(Data items)
◇ ◇ ◇

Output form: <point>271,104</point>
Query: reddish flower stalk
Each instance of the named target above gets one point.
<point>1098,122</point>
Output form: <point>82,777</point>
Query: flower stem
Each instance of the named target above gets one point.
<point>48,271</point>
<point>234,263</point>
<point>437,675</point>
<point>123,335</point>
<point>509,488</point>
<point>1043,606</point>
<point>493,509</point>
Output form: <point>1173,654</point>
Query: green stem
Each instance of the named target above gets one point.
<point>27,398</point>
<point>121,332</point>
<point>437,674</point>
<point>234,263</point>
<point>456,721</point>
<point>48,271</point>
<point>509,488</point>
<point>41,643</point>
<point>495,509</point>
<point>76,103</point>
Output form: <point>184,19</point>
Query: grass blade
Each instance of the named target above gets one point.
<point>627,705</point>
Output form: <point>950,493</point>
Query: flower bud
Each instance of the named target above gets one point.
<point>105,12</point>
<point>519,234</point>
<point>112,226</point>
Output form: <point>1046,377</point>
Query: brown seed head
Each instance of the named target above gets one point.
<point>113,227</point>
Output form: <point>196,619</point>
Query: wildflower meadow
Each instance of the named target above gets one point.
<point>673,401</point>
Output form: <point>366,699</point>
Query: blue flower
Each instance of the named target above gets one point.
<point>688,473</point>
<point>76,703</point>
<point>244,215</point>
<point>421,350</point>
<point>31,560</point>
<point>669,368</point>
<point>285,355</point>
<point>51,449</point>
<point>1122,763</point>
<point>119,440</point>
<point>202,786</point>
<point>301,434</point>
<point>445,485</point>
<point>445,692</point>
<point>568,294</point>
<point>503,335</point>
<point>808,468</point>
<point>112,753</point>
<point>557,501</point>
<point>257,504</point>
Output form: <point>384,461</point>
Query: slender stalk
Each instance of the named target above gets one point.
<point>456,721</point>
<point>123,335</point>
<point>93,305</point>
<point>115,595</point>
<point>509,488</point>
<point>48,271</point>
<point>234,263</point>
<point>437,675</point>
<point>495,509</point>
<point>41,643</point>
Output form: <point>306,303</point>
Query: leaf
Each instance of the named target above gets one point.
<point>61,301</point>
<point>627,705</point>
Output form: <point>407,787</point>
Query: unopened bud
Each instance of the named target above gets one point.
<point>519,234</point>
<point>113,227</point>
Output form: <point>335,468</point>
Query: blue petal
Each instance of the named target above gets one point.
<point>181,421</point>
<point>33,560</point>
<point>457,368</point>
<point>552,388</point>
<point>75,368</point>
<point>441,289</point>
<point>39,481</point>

◇ ◇ ◇

DESCRIPTION OF THE TASK => Swap "Output form" for "Answer format" throughout the data items, and leave everything else in the lines unchanged.

ANSWER TO THIS TASK =>
Answer format: <point>271,104</point>
Query: reddish flower stalk
Each instance of the named target above gets one point.
<point>1098,122</point>
Answer format: <point>82,777</point>
Query: flower stem
Each instance of the named target above gets one point.
<point>48,271</point>
<point>234,263</point>
<point>437,675</point>
<point>123,335</point>
<point>509,488</point>
<point>1043,606</point>
<point>493,509</point>
Answer format: <point>1173,654</point>
Query: green stem
Each instance of the named target above gets one point.
<point>27,398</point>
<point>121,332</point>
<point>437,674</point>
<point>234,263</point>
<point>456,721</point>
<point>48,271</point>
<point>509,488</point>
<point>41,643</point>
<point>495,509</point>
<point>76,103</point>
Answer format: <point>184,19</point>
Query: grass blade
Each instance of the named target above gets one point.
<point>627,705</point>
Answer format: <point>950,493</point>
Query: flower bud
Each instance of the named target above gets one point.
<point>105,12</point>
<point>519,234</point>
<point>112,226</point>
Answer format: <point>1046,377</point>
Query: brown seed head
Each instance of the named target above gets one point.
<point>113,227</point>
Answer format: <point>196,619</point>
Query: wildflower meadow
Each instance of the named target above gets one point.
<point>673,401</point>
Answer format: <point>366,699</point>
Query: blue flower
Each instance of the named target above gets one point.
<point>688,473</point>
<point>76,703</point>
<point>244,215</point>
<point>421,350</point>
<point>31,560</point>
<point>669,368</point>
<point>285,355</point>
<point>51,449</point>
<point>1122,763</point>
<point>119,440</point>
<point>202,786</point>
<point>301,434</point>
<point>445,485</point>
<point>445,692</point>
<point>568,294</point>
<point>503,335</point>
<point>808,468</point>
<point>112,753</point>
<point>557,501</point>
<point>257,504</point>
Answer format: <point>384,461</point>
Query: slender stalk
Each instance of the named target above gets one point.
<point>456,721</point>
<point>123,335</point>
<point>93,305</point>
<point>115,595</point>
<point>509,488</point>
<point>48,271</point>
<point>234,263</point>
<point>437,675</point>
<point>495,509</point>
<point>41,643</point>
Answer format: <point>306,303</point>
Query: leaf
Each instance of the named target above gets one point.
<point>61,301</point>
<point>627,705</point>
Answer format: <point>407,787</point>
Query: unopened bud
Each instance of the named target above gets one point.
<point>519,234</point>
<point>113,227</point>
Answer format: <point>335,468</point>
Query: blue petal
Each instance of the named target above gets one point.
<point>181,421</point>
<point>33,560</point>
<point>457,368</point>
<point>552,388</point>
<point>75,368</point>
<point>441,289</point>
<point>39,481</point>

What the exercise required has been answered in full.